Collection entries
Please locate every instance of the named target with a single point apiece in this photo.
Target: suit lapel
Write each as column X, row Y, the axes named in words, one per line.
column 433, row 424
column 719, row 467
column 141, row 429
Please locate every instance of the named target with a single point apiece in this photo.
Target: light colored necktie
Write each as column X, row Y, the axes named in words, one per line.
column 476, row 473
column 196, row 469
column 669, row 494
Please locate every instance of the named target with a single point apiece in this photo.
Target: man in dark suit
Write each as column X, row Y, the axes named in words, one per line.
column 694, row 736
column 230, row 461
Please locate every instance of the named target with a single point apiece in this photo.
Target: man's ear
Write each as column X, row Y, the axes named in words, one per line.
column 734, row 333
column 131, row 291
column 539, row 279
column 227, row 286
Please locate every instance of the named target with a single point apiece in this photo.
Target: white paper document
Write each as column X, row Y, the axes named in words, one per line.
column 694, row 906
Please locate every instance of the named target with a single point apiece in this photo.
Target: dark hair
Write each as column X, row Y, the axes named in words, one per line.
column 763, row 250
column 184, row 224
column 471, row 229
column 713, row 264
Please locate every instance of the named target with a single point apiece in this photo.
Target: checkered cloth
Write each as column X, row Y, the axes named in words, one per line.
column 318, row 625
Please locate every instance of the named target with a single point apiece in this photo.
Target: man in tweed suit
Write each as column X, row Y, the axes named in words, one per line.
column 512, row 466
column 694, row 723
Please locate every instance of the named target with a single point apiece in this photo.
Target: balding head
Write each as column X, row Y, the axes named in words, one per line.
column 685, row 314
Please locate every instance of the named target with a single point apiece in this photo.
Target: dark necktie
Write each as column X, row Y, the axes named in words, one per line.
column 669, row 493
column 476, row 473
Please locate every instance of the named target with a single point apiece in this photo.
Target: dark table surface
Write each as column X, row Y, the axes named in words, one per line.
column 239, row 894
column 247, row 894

Your goal
Write the records out once more. Each line must match.

Answer space
Please locate every instance of the named target with a single point apiece in this photo.
Target: suit lapel
Write each as column X, row Y, the axes named in words, one per line.
column 433, row 424
column 719, row 467
column 141, row 429
Please locate every instance of the named target with a single point apiece in this photo.
Target: light colored necktie
Write each as column X, row Y, the axes named in words, one per line.
column 476, row 473
column 196, row 469
column 669, row 494
Please locate every instance of the named target with a single point apiece in this photo.
Target: man in dark suit
Write each as column X, row Y, the axes named in words, one per line.
column 694, row 736
column 230, row 461
Please locate every instance of the named target with a single point apiece in this photo.
Target: man's ear
Write each as column X, row Y, the axes named in words, one per line.
column 734, row 333
column 131, row 291
column 539, row 279
column 227, row 286
Please locate every instance of the named target with a single point apiece in this photo.
Target: white paper document
Write each as column X, row Y, the axes named in words, one per line.
column 694, row 906
Please locate every instance of the named target with a single point apiece in this photo.
Target: dark hair
Write each as column X, row Y, the axes named in words, one per line.
column 763, row 250
column 184, row 224
column 471, row 229
column 713, row 264
Please locate every instance of the named target with a single point apiece in this photo.
Target: checkered cloth
Write each as column X, row Y, the axes named in words, one per line.
column 318, row 625
Please locate every instance of the named target with a single point apiece in this photo.
Target: man in tweed suit
Write each as column X, row Y, the axes named in words, one per line.
column 512, row 466
column 694, row 723
Please locate every instance of the named target with a single point apiece in this photo.
Target: balding head
Write each as column X, row Y, the axes named in words, one per line.
column 685, row 314
Please locate every instance of the named target with a single point apiece in this photo.
Target: dark necktie
Write each as column X, row Y, the axes named in words, one per line.
column 669, row 493
column 476, row 473
Please locate every instance of the named target with a single point apiece in this photo.
Target: dark table surface
Write each as column X, row Y, the axes named in words, one per line.
column 239, row 894
column 247, row 894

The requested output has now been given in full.